### DATASET ROWS
╔══
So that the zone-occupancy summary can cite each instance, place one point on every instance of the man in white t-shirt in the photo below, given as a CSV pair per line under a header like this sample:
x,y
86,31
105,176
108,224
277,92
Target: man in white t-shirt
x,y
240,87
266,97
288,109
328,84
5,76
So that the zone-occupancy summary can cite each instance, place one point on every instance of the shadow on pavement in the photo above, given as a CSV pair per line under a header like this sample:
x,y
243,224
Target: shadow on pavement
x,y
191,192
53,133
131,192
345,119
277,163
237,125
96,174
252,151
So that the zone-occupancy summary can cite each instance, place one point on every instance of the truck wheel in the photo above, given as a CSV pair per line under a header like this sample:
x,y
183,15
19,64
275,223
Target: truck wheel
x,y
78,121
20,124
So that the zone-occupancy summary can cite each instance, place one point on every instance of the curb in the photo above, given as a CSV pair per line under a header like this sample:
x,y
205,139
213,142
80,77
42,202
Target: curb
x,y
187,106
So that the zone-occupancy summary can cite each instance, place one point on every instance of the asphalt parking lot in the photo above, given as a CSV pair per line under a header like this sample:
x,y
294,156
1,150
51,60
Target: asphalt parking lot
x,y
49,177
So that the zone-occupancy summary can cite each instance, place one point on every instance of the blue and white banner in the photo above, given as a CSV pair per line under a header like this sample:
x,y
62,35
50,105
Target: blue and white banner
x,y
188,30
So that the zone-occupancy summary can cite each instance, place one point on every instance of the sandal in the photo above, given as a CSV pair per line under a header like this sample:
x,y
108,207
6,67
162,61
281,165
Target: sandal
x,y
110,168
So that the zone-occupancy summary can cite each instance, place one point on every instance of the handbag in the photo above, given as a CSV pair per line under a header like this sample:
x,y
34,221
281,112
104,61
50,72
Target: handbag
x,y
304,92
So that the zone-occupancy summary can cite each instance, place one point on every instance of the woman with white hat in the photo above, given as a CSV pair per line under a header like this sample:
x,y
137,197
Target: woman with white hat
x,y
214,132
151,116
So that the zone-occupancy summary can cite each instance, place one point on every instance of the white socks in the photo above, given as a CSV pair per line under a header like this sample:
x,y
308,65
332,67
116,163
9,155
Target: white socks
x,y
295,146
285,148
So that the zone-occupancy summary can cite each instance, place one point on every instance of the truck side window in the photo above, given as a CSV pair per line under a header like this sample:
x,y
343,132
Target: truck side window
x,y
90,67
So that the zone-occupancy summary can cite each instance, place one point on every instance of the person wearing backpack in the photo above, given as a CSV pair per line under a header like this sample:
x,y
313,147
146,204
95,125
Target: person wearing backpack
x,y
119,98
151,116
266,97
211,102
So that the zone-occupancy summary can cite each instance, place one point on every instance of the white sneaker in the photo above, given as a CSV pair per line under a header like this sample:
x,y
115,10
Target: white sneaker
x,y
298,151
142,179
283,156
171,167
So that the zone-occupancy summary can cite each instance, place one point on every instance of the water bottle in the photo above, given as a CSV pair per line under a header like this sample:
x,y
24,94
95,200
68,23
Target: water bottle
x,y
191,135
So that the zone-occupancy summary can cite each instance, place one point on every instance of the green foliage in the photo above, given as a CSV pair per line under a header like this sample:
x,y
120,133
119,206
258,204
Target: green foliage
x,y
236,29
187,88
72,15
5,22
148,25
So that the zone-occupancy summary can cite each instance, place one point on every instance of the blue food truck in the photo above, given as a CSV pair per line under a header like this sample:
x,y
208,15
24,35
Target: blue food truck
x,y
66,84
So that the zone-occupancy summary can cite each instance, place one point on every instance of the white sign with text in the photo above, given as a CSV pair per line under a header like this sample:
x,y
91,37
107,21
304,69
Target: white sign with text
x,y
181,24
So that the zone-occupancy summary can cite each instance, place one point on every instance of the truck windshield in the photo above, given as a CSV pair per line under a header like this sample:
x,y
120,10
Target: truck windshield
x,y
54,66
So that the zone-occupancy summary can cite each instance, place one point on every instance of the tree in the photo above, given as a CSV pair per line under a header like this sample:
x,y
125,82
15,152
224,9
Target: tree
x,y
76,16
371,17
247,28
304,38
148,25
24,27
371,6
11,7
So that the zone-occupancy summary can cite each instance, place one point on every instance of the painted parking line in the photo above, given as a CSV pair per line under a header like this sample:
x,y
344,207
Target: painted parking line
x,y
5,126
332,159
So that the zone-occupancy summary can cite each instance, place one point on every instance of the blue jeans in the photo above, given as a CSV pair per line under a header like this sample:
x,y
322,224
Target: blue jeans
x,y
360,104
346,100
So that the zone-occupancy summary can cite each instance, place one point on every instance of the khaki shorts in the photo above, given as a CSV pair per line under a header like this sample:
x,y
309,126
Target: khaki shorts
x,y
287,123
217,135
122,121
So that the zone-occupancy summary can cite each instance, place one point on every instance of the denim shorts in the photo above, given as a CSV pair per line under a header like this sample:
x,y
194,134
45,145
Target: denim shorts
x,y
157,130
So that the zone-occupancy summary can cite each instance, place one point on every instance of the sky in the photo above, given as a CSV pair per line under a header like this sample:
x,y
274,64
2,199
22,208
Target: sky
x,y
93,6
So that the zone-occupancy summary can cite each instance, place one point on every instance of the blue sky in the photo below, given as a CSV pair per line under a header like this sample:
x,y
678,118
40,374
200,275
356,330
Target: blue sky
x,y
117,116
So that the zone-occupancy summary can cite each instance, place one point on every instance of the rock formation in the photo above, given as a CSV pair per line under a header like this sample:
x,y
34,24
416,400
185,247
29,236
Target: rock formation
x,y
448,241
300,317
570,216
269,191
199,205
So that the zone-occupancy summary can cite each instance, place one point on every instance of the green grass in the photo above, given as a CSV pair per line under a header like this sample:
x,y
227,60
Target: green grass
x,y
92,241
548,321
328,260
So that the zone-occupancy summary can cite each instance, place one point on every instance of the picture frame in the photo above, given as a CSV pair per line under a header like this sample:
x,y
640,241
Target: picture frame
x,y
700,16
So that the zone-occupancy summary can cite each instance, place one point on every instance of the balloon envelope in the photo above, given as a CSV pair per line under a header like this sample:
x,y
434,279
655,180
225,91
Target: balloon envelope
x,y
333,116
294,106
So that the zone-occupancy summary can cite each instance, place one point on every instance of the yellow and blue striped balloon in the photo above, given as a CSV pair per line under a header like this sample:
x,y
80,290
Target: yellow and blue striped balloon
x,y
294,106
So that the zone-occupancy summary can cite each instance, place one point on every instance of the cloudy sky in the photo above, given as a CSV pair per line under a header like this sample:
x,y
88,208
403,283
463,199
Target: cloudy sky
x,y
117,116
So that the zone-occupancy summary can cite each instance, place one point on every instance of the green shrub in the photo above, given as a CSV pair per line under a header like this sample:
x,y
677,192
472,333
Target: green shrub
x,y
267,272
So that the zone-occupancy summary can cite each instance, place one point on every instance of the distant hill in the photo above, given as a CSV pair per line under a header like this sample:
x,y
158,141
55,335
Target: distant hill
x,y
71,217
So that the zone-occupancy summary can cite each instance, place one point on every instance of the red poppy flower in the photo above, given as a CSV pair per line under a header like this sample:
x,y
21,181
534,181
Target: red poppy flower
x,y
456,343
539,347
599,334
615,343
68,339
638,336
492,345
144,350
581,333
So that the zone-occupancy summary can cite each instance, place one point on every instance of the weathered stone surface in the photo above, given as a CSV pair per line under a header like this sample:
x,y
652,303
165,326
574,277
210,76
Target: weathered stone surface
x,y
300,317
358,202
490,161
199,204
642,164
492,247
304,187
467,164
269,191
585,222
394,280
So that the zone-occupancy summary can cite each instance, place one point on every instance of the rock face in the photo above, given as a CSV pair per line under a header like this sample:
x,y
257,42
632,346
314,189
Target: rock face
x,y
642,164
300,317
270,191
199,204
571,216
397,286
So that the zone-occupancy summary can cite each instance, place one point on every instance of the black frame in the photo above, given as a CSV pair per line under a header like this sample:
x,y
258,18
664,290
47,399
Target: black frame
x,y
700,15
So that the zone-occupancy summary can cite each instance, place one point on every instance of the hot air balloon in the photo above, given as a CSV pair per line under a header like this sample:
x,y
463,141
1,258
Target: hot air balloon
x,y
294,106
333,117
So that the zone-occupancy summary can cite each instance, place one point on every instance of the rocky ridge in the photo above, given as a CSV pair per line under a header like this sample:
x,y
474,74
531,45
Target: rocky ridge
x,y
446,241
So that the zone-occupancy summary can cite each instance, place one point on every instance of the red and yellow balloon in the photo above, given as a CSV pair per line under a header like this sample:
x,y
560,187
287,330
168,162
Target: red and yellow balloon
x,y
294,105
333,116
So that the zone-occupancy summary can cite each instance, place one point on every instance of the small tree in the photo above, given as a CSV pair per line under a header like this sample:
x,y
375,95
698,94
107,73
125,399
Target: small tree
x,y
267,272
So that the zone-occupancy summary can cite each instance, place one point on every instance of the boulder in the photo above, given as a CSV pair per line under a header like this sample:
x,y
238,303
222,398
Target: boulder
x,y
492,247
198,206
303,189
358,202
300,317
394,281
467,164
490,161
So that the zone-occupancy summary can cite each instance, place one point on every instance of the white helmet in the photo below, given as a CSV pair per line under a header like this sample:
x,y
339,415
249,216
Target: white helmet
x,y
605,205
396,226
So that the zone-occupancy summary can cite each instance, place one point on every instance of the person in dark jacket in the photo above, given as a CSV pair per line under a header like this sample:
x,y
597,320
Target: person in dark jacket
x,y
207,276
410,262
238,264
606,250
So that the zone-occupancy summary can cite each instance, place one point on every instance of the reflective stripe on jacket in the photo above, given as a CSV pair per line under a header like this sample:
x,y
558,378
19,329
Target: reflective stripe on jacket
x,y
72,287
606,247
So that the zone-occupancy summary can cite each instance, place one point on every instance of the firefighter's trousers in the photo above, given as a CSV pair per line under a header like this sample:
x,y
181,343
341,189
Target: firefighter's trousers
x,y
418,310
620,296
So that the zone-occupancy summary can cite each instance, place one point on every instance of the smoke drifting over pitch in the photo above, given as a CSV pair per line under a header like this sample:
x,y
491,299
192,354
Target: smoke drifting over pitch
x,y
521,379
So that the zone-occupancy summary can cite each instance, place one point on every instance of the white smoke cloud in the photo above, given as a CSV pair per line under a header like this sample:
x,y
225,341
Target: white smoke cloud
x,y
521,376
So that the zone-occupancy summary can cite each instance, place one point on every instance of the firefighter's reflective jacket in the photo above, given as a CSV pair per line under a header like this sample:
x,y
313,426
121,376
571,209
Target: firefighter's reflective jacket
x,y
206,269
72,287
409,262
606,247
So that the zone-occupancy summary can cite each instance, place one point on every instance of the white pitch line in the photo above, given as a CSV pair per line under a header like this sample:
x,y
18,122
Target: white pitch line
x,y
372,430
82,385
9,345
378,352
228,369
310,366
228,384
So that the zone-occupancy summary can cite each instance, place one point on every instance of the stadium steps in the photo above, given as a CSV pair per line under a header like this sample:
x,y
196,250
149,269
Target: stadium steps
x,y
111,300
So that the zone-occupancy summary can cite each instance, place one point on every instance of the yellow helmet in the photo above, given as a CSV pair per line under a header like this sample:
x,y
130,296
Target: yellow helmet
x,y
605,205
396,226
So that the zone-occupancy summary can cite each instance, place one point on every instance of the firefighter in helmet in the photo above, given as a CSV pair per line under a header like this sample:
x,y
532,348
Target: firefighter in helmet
╚══
### EXERCISE INSTRUCTIONS
Emit verbatim the lines running from the one with "the yellow helmet" through the last line of the data, both endpoints inclusive.

### ANSWER TO THIS TASK
So that the zone-occupancy summary can cite each instance, place one point on every instance of the yellow helmet in the photo above, given as a CSV pair per line under a header like this sample:
x,y
130,296
Target: yellow helmet
x,y
605,205
396,226
So that the zone-occupancy summary can cite each instance, place one point on every instance of the firefighter in helmet in the photo above, given as a CSV pair per line under a header like this sample:
x,y
532,348
Target: firefighter in helmet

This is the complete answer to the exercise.